## INSTRUCTION:
Select every line in the entries below that contains the word "plastic", and copy each of those lines.

──────────────────────────────

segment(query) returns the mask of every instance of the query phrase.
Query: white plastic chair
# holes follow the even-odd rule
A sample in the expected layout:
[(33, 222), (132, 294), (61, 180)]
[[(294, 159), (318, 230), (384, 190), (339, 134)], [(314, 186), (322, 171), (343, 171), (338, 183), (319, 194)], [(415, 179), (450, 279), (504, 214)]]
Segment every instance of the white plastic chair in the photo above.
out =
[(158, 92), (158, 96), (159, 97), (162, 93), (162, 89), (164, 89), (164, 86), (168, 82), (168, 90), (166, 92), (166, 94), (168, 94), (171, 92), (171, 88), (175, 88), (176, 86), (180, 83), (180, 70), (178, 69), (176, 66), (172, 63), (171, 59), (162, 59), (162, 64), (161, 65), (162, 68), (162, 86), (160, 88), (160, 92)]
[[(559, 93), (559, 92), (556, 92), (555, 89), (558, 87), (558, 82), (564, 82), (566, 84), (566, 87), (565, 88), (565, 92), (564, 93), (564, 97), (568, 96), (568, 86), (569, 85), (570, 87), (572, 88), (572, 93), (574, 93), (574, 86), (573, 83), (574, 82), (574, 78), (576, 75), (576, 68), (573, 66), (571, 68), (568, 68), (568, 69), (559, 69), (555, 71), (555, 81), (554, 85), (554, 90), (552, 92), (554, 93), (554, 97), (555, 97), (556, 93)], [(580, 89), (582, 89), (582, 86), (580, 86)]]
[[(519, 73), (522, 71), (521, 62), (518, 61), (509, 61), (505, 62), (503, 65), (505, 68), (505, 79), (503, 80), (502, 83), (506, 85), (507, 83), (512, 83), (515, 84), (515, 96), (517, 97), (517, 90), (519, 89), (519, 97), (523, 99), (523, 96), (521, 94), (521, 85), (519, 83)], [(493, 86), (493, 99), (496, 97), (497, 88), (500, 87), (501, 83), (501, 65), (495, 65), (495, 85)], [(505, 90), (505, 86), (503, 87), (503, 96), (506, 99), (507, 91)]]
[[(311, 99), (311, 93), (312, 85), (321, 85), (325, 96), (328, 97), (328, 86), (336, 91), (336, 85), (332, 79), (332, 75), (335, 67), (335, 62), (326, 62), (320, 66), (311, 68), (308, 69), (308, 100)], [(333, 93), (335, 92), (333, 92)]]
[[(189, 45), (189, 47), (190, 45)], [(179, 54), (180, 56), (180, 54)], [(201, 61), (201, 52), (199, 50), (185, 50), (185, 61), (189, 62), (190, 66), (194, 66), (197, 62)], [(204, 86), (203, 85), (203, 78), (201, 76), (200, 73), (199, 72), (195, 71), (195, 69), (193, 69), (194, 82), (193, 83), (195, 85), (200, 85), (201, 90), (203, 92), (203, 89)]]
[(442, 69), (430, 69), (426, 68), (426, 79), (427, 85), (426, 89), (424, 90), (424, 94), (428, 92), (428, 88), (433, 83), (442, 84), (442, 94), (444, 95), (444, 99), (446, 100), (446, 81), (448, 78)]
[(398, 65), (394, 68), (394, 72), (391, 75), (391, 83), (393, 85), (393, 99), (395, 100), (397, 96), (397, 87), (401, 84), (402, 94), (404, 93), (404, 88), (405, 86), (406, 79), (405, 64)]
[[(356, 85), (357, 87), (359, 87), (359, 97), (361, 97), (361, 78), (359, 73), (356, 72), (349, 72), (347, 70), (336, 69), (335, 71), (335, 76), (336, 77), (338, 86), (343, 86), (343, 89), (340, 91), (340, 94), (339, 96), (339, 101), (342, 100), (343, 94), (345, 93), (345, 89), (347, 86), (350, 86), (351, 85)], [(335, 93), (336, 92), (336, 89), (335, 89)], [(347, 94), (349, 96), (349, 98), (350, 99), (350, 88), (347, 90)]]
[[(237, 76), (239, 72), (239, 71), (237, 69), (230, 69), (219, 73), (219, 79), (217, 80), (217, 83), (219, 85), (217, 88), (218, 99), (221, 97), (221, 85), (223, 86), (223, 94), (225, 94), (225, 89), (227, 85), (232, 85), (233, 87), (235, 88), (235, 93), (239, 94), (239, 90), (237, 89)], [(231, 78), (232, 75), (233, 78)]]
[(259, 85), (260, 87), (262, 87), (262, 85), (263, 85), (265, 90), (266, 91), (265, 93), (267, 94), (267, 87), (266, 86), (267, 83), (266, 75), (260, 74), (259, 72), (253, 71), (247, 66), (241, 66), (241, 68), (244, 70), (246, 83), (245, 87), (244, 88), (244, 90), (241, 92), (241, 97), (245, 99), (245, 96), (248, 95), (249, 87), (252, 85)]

──────────────────────────────

## REPLY:
Query: white plastic chair
Segment every instance of the white plastic chair in the photo above.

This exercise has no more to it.